Your instructions =
Word for word, restate every record, though not the pictures.

Records for this task =
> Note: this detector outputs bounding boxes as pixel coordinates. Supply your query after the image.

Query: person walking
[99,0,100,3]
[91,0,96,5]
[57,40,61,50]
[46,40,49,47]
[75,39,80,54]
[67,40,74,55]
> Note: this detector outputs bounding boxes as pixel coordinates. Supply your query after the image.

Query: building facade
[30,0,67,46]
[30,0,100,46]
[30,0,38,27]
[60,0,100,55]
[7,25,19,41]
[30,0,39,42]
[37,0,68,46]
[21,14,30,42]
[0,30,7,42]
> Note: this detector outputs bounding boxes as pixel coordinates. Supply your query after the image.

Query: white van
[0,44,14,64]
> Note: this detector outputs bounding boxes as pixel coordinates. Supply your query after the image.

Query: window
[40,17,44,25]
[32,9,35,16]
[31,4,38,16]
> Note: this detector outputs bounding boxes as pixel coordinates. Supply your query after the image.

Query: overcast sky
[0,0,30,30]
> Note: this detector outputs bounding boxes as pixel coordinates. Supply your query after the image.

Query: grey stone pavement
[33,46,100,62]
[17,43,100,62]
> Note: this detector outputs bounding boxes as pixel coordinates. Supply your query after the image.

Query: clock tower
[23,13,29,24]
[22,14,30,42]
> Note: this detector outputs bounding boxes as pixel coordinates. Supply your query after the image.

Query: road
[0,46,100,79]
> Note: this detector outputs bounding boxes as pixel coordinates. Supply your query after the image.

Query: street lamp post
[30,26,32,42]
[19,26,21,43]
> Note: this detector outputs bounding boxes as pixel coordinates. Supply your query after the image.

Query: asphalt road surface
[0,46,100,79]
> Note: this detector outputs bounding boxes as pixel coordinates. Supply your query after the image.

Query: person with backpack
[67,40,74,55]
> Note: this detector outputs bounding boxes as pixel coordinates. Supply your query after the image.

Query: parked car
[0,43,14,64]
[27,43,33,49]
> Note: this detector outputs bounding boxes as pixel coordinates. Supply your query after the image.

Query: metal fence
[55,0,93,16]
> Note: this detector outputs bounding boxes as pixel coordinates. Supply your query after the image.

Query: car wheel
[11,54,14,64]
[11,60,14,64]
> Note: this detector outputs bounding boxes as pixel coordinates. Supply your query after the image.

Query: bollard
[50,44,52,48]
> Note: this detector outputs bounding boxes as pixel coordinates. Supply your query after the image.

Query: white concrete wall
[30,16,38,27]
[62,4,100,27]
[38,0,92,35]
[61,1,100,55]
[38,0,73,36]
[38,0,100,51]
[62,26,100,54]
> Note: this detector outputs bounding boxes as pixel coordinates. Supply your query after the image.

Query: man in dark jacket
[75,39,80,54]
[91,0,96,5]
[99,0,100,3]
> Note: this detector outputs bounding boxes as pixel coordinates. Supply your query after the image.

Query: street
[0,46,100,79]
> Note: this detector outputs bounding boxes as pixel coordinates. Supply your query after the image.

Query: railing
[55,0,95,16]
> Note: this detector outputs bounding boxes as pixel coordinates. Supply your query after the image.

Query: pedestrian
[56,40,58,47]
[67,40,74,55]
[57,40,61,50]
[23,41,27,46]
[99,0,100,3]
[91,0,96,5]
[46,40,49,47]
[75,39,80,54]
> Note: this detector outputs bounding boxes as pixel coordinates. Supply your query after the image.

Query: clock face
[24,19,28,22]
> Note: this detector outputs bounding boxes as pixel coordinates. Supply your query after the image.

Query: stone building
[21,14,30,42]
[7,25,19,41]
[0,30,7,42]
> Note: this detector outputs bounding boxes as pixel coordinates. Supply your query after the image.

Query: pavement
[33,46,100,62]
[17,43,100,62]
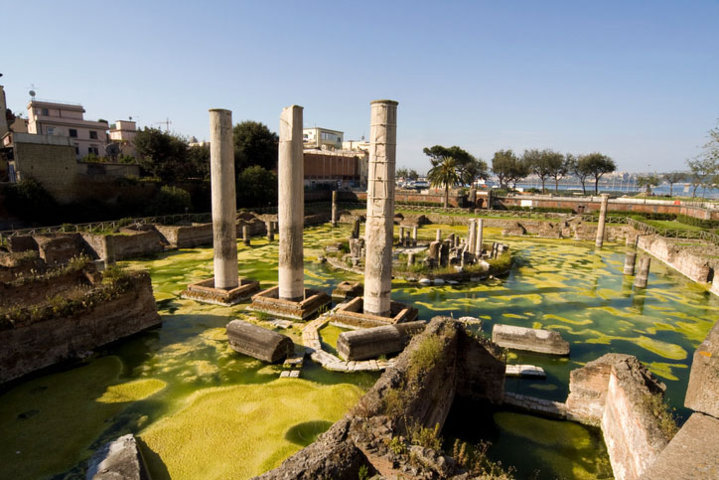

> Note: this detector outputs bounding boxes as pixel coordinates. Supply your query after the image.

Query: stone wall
[684,320,719,418]
[255,318,505,479]
[13,141,78,203]
[637,234,716,283]
[0,267,91,309]
[81,228,166,261]
[0,272,160,384]
[154,223,213,248]
[566,354,673,480]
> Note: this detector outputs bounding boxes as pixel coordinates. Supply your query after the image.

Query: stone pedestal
[412,226,418,246]
[595,194,610,248]
[436,229,442,242]
[210,109,238,289]
[278,105,305,301]
[363,100,397,317]
[242,225,250,246]
[266,221,274,242]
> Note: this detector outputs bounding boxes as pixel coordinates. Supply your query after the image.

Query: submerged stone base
[331,280,363,300]
[329,296,418,328]
[181,277,260,306]
[336,321,426,361]
[250,286,331,320]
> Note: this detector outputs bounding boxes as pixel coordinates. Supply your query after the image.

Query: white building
[303,127,343,150]
[27,100,108,158]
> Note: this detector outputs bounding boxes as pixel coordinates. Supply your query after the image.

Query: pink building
[109,120,138,157]
[27,100,108,158]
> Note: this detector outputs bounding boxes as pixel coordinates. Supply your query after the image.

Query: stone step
[505,364,546,378]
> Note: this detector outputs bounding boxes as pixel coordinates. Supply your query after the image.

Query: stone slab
[492,324,570,355]
[684,320,719,418]
[505,364,546,378]
[226,320,294,363]
[639,413,719,480]
[86,434,149,480]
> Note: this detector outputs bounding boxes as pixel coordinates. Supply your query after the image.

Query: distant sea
[511,182,719,199]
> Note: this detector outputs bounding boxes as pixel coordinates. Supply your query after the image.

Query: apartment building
[27,100,108,158]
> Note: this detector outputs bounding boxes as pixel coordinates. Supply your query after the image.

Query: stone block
[226,320,294,363]
[181,277,260,306]
[86,434,149,480]
[336,321,426,361]
[492,324,570,355]
[684,320,719,418]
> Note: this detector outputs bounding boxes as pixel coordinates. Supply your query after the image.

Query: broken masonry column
[331,190,338,227]
[436,229,442,242]
[634,256,651,288]
[363,99,398,317]
[467,219,476,256]
[412,226,418,246]
[475,218,484,256]
[209,108,239,289]
[242,225,251,246]
[266,221,274,242]
[278,105,305,301]
[595,193,610,248]
[623,251,637,275]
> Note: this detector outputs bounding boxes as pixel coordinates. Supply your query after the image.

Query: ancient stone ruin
[226,320,294,363]
[182,109,260,305]
[250,105,330,319]
[492,323,570,355]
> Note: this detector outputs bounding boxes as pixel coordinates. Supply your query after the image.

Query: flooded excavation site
[2,101,718,480]
[1,222,717,480]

Output =
> Note: this detector outputs bounding boxes as pixel coordinates. Supply your query after the image.

Query: person walking
[99,0,100,3]
[91,0,96,5]
[57,40,61,50]
[46,40,49,47]
[75,39,80,54]
[67,40,74,55]
> Note: this detector outputs bounding boxes as pixel coordinates. Supply your query after the image.

Query: building facade
[30,0,67,46]
[30,0,100,46]
[30,0,38,27]
[60,0,100,55]
[7,25,19,41]
[30,0,39,42]
[37,0,68,46]
[21,14,30,42]
[0,30,7,42]
> Note: this detector outputs bounding boxes as pixel coordinates. Supply your query after the image.

Query: white van
[0,44,14,64]
> Note: this detector outputs bounding boxes as pixel coordinates. Supply your query after the image.

Query: window
[40,17,44,25]
[32,9,35,16]
[31,4,38,16]
> Note: this detector outputs bounding boxes as pixel coordinates. Supply your query after the image.

Query: overcast sky
[0,0,30,30]
> Note: this detector outputs bounding boxes as pixel coordinates. Supply your query after the image.

Query: grey stone pavement
[33,46,100,62]
[17,43,100,62]
> Note: this detector outputs bounding boxes as pixel coordinates. Supply your query after the image.

Query: clock tower
[23,13,29,24]
[22,14,30,42]
> Note: this detector outputs bounding boxes as pixel coordinates. Supply your query after the image.

Query: road
[0,46,100,79]
> Note: this detector outputs bounding boxes as pixel coordinates. Supply your query after the image.

Query: street lamp post
[30,26,32,42]
[19,26,21,43]
> Note: this detector outputs bounding boxes as pixel coordinates. Supply your query after the image.

Query: asphalt road surface
[0,46,100,79]
> Note: this detector outputs bounding boxes as pixel coordinates. Supply your query after the image.

Query: person with backpack
[67,40,74,55]
> Note: this detector outputs bounding boxes as pixel coordinates. Supply your query after the image.

Query: parked car
[0,43,14,64]
[27,43,33,49]
> Note: this detector outputs bounding boxes as pixel coordinates. Supply your query after the image.

Query: metal fence
[55,0,93,16]
> Note: this detector outputs bounding boxes as pixel coordinates. Supply your query after the image.

Query: car wheel
[11,54,14,64]
[11,60,14,64]
> Note: this detector outputs bounding boxes as pixel coordinates. Supply your query after the image.

Query: bollard
[50,44,52,48]
> Note: this detector outputs bounding boxes as pixel coordinates. Supply your query after the image.

Query: white concrete wall
[30,16,38,27]
[62,4,100,27]
[38,0,92,35]
[61,1,100,55]
[38,0,73,36]
[38,0,100,51]
[62,26,100,54]
> Note: this detector outputs bounding boxes as pixel coordinates. Supply your query after the image.

Query: man in dark jacket
[75,39,80,54]
[91,0,96,5]
[99,0,100,3]
> Note: this detector outputs bounding boxes as pixel coordinates. Supply your query after the image.

Query: street
[0,46,100,79]
> Note: this detector outputs bounding boxes as pixel coordinates. Supply your query after the image.

Query: railing
[55,0,95,16]
> Note: this detector outputs bounding boxes as pixel coordinates. Supply your query after the image.

Query: pedestrian
[56,40,58,47]
[67,40,74,55]
[57,40,61,50]
[23,41,27,46]
[99,0,100,3]
[91,0,96,5]
[46,40,49,47]
[75,39,80,54]
> Note: this detector outputs bounding boxes as pixel coordinates. Supply your query after the image.

Query: clock face
[24,19,28,22]
> Note: this detector outputs bounding boxes as pixel coordinates. Supply your query after the image.

Query: stone building
[21,14,30,42]
[7,25,19,41]
[0,30,7,42]
> Note: this detector outputs bounding boxes as pixel coordinates. Supply your query after the image.

Query: pavement
[33,46,100,62]
[17,43,100,62]

> Note: this detector outputs bounding boxes as pixel coordinates. Supply your query after the image.

Query: stone wall
[684,320,719,418]
[255,318,505,479]
[13,141,78,203]
[637,234,716,283]
[0,267,91,309]
[81,228,166,261]
[0,272,160,384]
[154,223,213,248]
[566,354,673,480]
> Note: this detector outputs bounding boxes as pixel coordinates. Supply your query after the image.

Query: stone pedestal
[412,226,418,246]
[595,194,610,248]
[436,229,442,242]
[210,109,238,289]
[278,105,305,301]
[363,100,397,317]
[242,225,250,246]
[266,221,274,242]
> Note: this detector outputs bounding boxes as pixel coordinates. Supply your query after the image.

Query: submerged stone base
[331,280,363,300]
[329,296,418,328]
[181,277,260,306]
[336,321,426,361]
[250,286,331,320]
> Note: this detector outputs bounding boxes as pixel coordinates. Supply your query after the image.

Query: white building
[303,127,343,150]
[27,100,108,158]
> Note: this detector outputs bounding boxes as pixel coordinates. Supply your query after the image.

Query: pink building
[109,120,138,157]
[27,100,108,158]
> Note: this detector outputs bounding boxes as pixel coordinates. Supply your query after the image.

Query: stone step
[505,364,546,378]
> Note: this detector outputs bounding boxes as pixel coordinates. Supply your query after the image.

Query: stone slab
[492,324,570,355]
[684,320,719,418]
[505,364,546,378]
[226,320,294,363]
[639,413,719,480]
[86,434,149,480]
> Note: this detector outputs bounding boxes as pixel coordinates. Supply your query after the image.

Query: distant sea
[511,182,719,199]
> Note: this detector outputs bounding boxes as pixel coordinates. Supply your query after the image.

Query: apartment building
[27,100,108,158]
> Note: this detector outputs bounding boxes as pixel coordinates. Supply your query after the image.

Query: stone block
[226,320,294,363]
[181,277,260,306]
[86,434,149,480]
[336,321,426,361]
[492,324,570,355]
[684,320,719,418]
> Note: this detector outputs bounding boxes as pixel coordinates. Supply your query after the image.

Query: broken masonry column
[331,190,338,227]
[436,229,442,242]
[634,256,651,288]
[363,99,398,317]
[467,219,476,256]
[412,226,418,246]
[475,218,484,256]
[209,108,239,289]
[242,225,251,246]
[266,221,274,242]
[278,105,305,301]
[595,193,610,248]
[623,251,637,275]
> Note: this detector outputs bounding boxes as pixel coordinates. Supply your query after the image.

Query: ancient stone ruin
[226,320,294,363]
[182,109,260,305]
[250,105,330,319]
[492,323,570,355]
> Note: this detector outputs bounding boxes as pixel coordinates. Supply your query after the image.

Query: flooded excavation site
[2,101,718,480]
[1,222,717,480]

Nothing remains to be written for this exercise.